◆ Aufgabe a ◆
Beantworte anhand des Textes über Metaoberflächen weiter unten die folgenden Fragen und kennzeichne jede Antwort mit derselben Nummer.
(i) Welche vier Einrichtungen werden als Orte aktueller Entwicklungen genannt?
(ii) In welchem Jahr wurde am Fraunhofer IOF das Herstellungsverfahren für großflächige Metaoberflächen vorgestellt?
(iii) Welchen Durchmesser hatte die so entstandene Metaoberfläche?

---- Textabschnitt

Metaoberflächen – Strukturierte Optik für industrielle Anwendungen

Fortschrittliche Lichtsteuerung: Ein Laser trifft auf ein Metagitter, das die Lichtwellen auch bei steilen Einfallswinkeln lenkt und so neue optische Anwendungen ermöglicht

Durch Metaoberflächen lassen sich optische Funktionen direkt auf strukturierten Flächen umsetzen. Aktuelle Entwicklungen am Fraunhofer IOF, KIT, der LMU und Fraunhofer ENAS zeigen Lösungen für fokussierende, spektral selektive und schaltbare Metaoptiken. Diese lassen sich prozesstauglich herstellen und in Sensorik, Mikrospektroskopie, AR-Komponenten und industrielle Bildverarbeitung integrieren. Auch flexible Substrate und photonische Systeme werden berücksichtigt.

Metasurfaces allow optical functions to be implemented directly on structured surfaces. Recent advances at Fraunhofer IOF, KIT, LMU and Fraunhofer ENAS present scalable solutions for focusing, spectral selection and tunable optics. These can be integrated into sensors, microspectroscopy, AR components and machine vision systems, including flexible substrates and photonic architectures.

Am Fraunhofer-Institut für Angewandte Optik und Feinmechanik IOF wurde 2023 ein Herstellungsverfahren vorgestellt, das die Fertigung optischer Metaoberflächen im großflächigen Format erstmals ermöglicht. Statt klassischer Linsen oder Prismen wird dabei eine ultraflache, mikrostrukturierte Fläche genutzt, um Licht gezielt zu fokussieren oder zu streuen. Die Technologie basiert auf einer modifizierten Elektronenstrahllithografie, bei der strukturierte Gitterelemente nicht mehr einzeln, sondern blockweise aufgebracht werden. Auf diese Weise entstand eine Metaoberfläche mit einem Durchmesser von knapp 30 cm – ein Format, das sich für industrielle Optikkomponenten und weltraumgestützte Spektroskopiesysteme eignet [1].

--------
---- Dateneinträge

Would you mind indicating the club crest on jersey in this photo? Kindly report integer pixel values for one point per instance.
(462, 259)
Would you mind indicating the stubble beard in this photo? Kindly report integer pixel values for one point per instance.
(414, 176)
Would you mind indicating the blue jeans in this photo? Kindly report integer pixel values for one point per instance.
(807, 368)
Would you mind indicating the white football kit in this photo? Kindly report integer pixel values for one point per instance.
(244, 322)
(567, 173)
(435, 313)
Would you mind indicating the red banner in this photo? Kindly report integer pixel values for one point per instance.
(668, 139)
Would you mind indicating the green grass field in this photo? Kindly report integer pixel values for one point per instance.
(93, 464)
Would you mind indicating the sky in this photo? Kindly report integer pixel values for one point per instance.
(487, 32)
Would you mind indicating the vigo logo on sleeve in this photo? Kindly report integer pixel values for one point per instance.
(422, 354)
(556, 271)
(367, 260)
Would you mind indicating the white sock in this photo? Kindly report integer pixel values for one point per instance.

--------
---- Dateneinträge

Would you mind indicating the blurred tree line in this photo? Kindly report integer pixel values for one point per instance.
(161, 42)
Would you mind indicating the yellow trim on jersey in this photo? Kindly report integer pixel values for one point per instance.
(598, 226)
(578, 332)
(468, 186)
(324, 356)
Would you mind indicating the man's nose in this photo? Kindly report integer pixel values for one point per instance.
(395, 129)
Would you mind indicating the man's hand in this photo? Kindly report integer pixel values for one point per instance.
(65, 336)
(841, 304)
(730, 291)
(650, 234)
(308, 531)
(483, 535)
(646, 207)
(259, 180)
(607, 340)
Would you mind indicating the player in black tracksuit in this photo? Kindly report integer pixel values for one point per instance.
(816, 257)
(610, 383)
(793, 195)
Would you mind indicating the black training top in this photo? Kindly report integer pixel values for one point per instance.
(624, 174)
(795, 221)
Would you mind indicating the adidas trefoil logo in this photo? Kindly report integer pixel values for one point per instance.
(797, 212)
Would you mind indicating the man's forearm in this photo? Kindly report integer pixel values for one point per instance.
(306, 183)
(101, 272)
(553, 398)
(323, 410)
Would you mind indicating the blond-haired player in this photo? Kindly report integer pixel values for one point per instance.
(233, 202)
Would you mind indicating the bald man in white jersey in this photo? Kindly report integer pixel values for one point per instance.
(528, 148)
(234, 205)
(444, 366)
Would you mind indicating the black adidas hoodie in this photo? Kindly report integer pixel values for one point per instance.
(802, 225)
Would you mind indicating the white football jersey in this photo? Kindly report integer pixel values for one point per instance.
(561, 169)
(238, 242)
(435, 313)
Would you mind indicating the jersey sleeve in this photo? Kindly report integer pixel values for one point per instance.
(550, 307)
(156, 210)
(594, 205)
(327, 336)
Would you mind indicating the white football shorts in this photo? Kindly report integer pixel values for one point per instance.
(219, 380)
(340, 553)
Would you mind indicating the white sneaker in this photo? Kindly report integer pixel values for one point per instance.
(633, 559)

--------
---- Dateneinträge

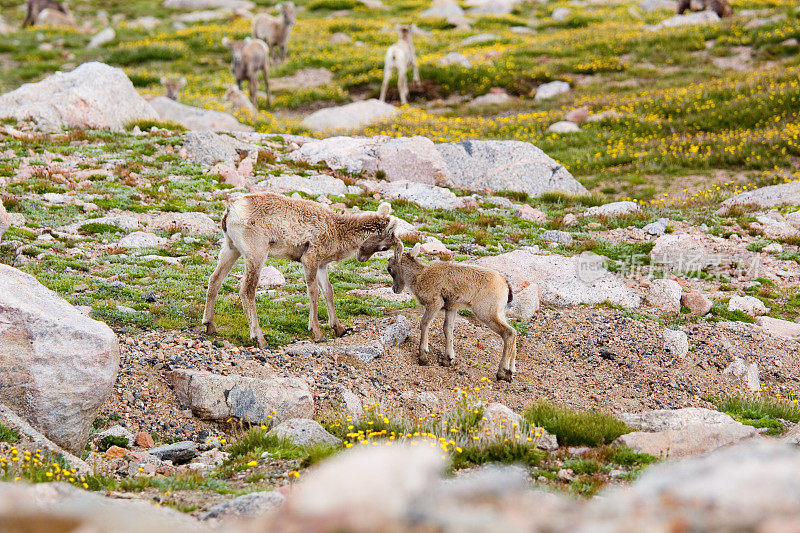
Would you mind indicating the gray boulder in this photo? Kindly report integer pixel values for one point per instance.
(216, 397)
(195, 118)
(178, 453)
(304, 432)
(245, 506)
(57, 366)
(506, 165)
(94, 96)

--------

◆ Aufgabe b ◆
Extrahiere aus den Einträgen oben jede Zeile, die die Zeichenfolge "logo" enthält, wobei Groß- und Kleinschreibung beachtet wird.

◆ Vollständige Ausgabe a ◆
(i) Fraunhofer IOF, KIT, LMU und Fraunhofer ENAS
(ii) 2023
(iii) Knapp 30 cm

◆ Vollständige Ausgabe b ◆
Would you mind indicating the vigo logo on sleeve in this photo? Kindly report integer pixel values for one point per instance.
Would you mind indicating the adidas trefoil logo in this photo? Kindly report integer pixel values for one point per instance.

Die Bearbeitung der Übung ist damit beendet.